Retype the records without any change, starting at the line that contains "Target: person's arm" and ending with the last line of the records, both included.
┌──
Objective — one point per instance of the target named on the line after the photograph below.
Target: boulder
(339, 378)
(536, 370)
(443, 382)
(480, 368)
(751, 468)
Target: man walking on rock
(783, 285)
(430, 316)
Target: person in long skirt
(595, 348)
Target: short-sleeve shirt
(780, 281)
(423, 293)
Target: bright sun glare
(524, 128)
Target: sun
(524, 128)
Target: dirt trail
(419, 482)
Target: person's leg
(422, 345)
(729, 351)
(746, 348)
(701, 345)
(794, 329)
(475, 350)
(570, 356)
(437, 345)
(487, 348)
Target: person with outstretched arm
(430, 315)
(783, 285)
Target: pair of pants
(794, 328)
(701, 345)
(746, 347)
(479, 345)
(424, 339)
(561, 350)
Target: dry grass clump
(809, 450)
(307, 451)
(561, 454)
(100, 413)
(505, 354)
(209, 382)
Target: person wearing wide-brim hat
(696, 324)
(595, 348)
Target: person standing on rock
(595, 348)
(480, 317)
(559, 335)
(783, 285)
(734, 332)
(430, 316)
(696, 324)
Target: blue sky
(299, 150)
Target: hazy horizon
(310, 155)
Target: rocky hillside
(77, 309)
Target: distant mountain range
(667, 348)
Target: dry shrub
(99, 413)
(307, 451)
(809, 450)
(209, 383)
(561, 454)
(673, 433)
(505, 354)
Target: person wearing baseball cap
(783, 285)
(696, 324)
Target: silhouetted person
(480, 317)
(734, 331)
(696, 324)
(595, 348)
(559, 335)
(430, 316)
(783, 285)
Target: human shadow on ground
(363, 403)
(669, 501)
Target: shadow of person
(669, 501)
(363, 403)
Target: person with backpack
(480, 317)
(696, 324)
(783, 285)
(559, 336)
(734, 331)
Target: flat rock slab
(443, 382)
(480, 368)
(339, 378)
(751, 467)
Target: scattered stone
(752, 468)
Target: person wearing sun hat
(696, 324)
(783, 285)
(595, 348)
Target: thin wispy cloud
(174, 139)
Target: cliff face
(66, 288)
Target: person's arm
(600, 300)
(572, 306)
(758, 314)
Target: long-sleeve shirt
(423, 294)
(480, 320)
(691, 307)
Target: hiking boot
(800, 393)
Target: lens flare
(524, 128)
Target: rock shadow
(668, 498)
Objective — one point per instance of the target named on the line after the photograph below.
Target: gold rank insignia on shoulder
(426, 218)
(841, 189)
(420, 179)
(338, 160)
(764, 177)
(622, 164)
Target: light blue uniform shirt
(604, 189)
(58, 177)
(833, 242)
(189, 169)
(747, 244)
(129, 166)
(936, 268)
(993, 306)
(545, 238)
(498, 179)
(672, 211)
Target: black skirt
└──
**OUTPUT**
Target: person's arm
(600, 300)
(572, 306)
(758, 314)
Target: long-sleeve shirt
(423, 294)
(480, 320)
(691, 307)
Target: hiking boot
(800, 393)
Target: lens flare
(524, 128)
Target: rock shadow
(668, 498)
Objective — one point per instance of the target named on the line after the photograph below.
Target: gold rank insignia on shoulder
(426, 218)
(841, 189)
(420, 179)
(338, 160)
(764, 177)
(622, 164)
Target: light blue uniform shirt
(604, 189)
(58, 177)
(833, 242)
(189, 169)
(747, 244)
(129, 166)
(936, 268)
(993, 306)
(545, 238)
(498, 179)
(672, 211)
Target: black skirt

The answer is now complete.